ESTRATTO
Pd, impara da De Gaulle e Zapatero [La Stampa]

Pubblicato da

PIERGIORGIO ODIFREDDI su La Stampa del 15/2/2008

Caro Walter,
ti ho visto mercoledì sera a Porta a porta, e ho gioito del fatto che
questa campagna elettorale prometta di avere altri toni da quelli
urlati e rissosi del passato. Ma ho sussultato quando hai detto: «Io
la penso come l'Osservatore Romano». Perché tu, certamente, ti
riferivi al fatto di lasciar fuori dalla campagna elettorale l'odiosa
strumentalizzazione della moratoria sull'aborto proposta da un
giornalista che si è autoproclamato paladino della vita, nonostante
abbia sostenuto e continui a sostenere le guerre.


Ma io, altrettanto certamente, da osservatore torinese che è
costituente del Pd ma anche parte della squadra di Crozza Italia, mi
sono domandato seriamente quanto tu davvero la pensi come
l'Osservatore Romano, visto che ieri sera hai anche dichiarato che il
motivo per cui i Radicali e i Socialisti rischiano di star fuori
dall'imparentamento elettorale è che «nessun partito ha il monopolio
della laicità». Ora, se tu intendevi parlare in termini prescrittivi,
cioè nel senso che nessun partito può pretendere quel monopolio, di
nuovo sarebbe difficile non essere d'accordo con te: la laicità,
infatti, è l'aria che lo Stato respira, e se l'una non fosse
dovunque, l'altro rischierebbe di soffocare.

INFORMAZIONI ESTRATTE
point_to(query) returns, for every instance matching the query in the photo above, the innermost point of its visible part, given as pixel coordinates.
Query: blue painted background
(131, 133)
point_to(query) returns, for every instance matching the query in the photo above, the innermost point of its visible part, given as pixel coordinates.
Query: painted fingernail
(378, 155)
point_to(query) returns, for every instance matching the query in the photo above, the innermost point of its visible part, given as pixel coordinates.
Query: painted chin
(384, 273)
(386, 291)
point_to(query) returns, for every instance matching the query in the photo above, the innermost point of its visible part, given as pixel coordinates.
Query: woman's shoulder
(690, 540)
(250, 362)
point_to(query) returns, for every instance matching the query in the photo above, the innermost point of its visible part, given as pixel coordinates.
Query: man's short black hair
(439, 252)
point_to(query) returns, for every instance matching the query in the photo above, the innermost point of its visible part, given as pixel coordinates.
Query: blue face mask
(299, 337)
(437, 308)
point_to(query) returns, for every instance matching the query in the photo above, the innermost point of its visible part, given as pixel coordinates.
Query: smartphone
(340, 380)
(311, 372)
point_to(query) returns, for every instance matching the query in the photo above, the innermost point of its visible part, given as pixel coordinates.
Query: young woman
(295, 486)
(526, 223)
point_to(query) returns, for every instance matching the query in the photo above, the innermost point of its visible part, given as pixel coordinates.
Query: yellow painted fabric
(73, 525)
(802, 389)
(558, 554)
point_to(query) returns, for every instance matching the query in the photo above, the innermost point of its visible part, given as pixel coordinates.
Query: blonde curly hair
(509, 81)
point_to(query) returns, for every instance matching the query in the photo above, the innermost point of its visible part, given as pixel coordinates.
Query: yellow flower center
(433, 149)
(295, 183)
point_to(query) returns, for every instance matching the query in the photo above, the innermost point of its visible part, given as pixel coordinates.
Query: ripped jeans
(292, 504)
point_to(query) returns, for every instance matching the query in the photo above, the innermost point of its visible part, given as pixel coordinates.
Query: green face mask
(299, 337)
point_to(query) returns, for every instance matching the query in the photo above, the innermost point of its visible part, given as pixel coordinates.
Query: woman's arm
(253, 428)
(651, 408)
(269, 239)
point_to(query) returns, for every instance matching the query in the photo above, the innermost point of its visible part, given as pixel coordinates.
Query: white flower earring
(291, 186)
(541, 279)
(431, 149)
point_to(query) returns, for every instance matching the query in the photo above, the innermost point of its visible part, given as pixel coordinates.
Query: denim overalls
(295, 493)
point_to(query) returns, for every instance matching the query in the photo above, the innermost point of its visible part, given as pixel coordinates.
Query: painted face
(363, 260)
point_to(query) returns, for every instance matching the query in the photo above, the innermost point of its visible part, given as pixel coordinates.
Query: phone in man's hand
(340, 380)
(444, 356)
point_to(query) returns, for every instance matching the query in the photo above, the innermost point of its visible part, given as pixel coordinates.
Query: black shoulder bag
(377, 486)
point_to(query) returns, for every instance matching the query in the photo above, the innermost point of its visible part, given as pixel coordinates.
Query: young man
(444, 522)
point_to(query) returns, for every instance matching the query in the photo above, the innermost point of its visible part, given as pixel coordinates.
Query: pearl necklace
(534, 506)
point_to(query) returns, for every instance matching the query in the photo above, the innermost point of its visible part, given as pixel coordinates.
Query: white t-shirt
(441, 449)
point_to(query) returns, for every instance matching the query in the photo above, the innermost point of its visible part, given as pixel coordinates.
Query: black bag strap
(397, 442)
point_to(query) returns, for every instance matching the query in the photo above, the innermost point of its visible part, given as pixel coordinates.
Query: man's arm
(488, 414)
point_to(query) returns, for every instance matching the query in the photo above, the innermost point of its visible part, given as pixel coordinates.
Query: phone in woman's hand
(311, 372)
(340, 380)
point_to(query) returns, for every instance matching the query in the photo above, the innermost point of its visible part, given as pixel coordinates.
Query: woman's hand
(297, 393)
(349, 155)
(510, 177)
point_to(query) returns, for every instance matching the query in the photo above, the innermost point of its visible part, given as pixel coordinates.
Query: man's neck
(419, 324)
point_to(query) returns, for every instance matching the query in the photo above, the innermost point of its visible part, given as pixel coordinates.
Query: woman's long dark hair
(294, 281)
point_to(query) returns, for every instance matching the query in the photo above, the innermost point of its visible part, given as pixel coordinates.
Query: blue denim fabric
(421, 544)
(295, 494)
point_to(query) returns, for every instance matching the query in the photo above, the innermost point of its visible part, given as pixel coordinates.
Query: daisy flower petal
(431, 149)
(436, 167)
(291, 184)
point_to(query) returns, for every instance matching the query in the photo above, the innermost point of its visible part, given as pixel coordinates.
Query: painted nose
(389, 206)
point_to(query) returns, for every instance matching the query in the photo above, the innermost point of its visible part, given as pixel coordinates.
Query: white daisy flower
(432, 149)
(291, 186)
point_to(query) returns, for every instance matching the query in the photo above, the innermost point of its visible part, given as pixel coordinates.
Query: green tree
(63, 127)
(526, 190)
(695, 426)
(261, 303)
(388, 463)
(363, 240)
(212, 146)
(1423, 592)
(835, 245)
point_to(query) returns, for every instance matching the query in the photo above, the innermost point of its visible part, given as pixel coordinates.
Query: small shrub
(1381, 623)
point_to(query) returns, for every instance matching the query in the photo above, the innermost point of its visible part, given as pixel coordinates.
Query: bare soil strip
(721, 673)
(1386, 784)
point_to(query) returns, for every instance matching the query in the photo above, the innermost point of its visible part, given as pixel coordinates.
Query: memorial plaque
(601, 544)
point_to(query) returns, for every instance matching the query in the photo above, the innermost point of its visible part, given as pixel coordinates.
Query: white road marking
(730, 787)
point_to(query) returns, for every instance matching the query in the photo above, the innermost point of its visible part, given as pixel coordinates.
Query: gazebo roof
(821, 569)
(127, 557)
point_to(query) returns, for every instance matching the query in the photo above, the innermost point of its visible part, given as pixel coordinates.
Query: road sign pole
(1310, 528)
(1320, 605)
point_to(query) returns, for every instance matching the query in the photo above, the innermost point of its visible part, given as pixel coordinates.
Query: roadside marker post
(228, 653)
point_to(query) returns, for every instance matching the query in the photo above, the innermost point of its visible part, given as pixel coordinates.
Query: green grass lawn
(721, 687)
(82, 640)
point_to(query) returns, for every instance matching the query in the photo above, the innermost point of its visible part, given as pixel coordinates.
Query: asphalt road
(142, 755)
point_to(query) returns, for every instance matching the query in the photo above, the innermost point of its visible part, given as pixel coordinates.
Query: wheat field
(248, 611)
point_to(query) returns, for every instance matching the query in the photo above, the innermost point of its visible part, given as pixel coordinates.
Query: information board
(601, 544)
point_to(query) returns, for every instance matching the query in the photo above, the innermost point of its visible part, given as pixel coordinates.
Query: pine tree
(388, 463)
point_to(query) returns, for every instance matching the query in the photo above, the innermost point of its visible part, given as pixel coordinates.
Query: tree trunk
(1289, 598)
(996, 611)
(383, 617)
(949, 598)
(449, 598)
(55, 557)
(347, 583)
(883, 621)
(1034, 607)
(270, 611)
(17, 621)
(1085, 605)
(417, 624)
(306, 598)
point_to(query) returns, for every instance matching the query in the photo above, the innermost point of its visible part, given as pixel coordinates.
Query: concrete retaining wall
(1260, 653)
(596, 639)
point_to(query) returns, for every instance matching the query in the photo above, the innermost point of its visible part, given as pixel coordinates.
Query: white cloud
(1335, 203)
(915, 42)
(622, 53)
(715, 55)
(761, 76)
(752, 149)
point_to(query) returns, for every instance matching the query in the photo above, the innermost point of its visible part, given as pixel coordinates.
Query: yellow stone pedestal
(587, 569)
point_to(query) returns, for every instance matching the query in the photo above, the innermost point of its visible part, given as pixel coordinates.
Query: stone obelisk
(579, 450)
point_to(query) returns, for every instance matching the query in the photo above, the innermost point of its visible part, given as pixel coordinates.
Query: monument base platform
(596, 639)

COMPITO 1
Secondo l'estratto, in quale trasmissione televisiva è stato visto Walter mercoledì sera?
COMPITO 2
Continua la lettera a Walter sulla laicità, riprendendo subito dopo l'ultima frase dell'estratto.
Il materiale non ha alcun ruolo in ciò che segue.

RISULTATO ATTESO 1
Walter è stato visto a Porta a porta.

RISULTATO ATTESO 2
Ma se intendevi invece parlare in termini descrittivi, cioè per dire
che i Radicali e i Socialisti non hanno quel monopolio, e che il Pd
sa e vuole esso stesso difendere la laicità, allora qui vorrei
continuare a essere d'accordo con te, ma non so se posso. Perché
all'Assemblea costituente del partito che si riunisce domani verrà
presentato un Manifesto dei Valori che contiene, al riguardo, una
formulazione che io ho contrastato senza successo, e che afferma
papale papale (è proprio il caso di dire) l'esatto contrario della
laicità, e cioè «la rilevanza nella sfera pubblica, e non solo
privata, delle religioni».

E se poi guardiamo ai comportamenti, più che alle dichiarazioni,
allora c'è veramente da preoccuparsi. Perché, cito a memoria e un po'
alla rinfusa, negli ultimi due mesi ti ho visto dapprima omaggiare
l'8 dicembre a Piazza di Spagna, assieme a Gasbarra e Marrazzo, il
Papa che a sua volta omaggiava una statua della Madonna, e poi con la
stessa compagnia subire il 10 gennaio in Vaticano la tirata d'orecchi
dello stesso, che come tutti i Salmi finiva nel Gloria di una
richiesta di maggiore «distribuzione delle risorse» (come se lo Stato
italiano non regalasse già ogni anno al Vaticano una decina di
miliardi di euro: una cifra pari al recentemente
scoperto «tesoretto», che tu giustamente proponi di ridistribuire ai
lavoratori).

Una settimana dopo, il 17 gennaio, ti ho sentito stigmatizzare
all'inaugurazione dell'anno accademico della Sapienza «l'intolleranza
che ha tolto la parola» al Papa. E ho sentito Massimo Cacciari, uno
dei sedicenti laici del Pd, fare appello a tutta la sua nota
sottigliezza filosofica per definire i dissenzienti dei «cretini».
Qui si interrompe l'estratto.